:: WAS ZU TUN IST ::
#1 Erkläre kurz, warum Handwerker laut dem Textausschnitt beim Widerrufsrecht achtsam sein müssen.
#2 Zeige bitte jede Zeile der Auflistung, in der die Zeichenfolge "glass" vorkommt. Groß- und Kleinschreibung zählt dabei.

:: TEXTAUSSCHNITT ::
────

Das aus dem Onlinehandel bekannte Verbraucherwiderrufsrecht steht teils auch Kunden von Handwerksbetrieben zu. Verzichten diese auf eine korrekte Widerrufsbelehrung, kann das teuer werden. Wann Handwerker besonders achtsam sein müssen.

Eigentlich war es ein Routineauftrag. Bei Instandhaltungsarbeiten an einer Ölheizung fiel einem Heizungs- und Sanitärfachbetrieb aus dem Norden Bayerns ein größerer Reparaturbedarf an der Heizungsanlage auf. Er sprach den Hausbesitzer darauf an – und dieser erteilte umgehend den Auftrag, die notwendigen Arbeiten durchzuführen. Die böse Überraschung folgte nach einigen Wochen: Der Kunde widerrief den Auftrag und weigerte sich, die entsprechende Rechnung zu bezahlen.

────

:: DATENTEIL ::
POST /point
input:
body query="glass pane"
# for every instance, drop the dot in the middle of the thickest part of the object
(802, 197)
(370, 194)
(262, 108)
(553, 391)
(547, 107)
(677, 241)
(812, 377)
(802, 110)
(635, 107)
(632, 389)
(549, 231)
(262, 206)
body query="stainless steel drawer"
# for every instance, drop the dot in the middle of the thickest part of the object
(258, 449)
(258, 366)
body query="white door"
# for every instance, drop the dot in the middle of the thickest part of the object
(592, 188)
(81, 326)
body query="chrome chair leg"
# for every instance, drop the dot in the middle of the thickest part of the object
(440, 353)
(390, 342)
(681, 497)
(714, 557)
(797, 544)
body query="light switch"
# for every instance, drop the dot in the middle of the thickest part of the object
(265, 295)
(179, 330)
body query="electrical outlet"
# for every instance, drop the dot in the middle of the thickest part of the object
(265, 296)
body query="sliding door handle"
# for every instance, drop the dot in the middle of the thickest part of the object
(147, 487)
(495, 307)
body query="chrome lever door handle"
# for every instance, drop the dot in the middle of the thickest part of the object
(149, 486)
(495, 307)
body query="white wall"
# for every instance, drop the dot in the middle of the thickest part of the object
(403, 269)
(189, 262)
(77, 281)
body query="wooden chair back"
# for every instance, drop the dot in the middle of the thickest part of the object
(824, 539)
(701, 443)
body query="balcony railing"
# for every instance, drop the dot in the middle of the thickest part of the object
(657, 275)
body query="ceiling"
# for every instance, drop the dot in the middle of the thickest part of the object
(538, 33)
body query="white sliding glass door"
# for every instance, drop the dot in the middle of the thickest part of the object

────

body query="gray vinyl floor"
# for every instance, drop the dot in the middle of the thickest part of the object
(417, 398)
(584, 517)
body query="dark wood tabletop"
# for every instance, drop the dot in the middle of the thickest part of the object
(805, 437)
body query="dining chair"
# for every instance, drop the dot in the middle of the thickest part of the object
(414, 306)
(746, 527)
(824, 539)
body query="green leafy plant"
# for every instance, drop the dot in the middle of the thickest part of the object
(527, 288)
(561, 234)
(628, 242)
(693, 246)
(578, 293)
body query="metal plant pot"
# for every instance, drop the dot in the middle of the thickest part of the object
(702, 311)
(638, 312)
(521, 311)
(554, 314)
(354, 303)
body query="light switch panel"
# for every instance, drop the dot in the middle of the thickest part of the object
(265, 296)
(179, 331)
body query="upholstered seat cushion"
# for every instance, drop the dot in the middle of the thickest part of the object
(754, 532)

────

:: ERGEBNISSE JE AUFGABE ::
#1 Das Verbraucherwiderrufsrecht steht teils auch Kunden von Handwerksbetrieben zu. Verzichten die Betriebe auf eine korrekte Widerrufsbelehrung, kann das teuer werden.

#2
body query="glass pane"
body query="white sliding glass door"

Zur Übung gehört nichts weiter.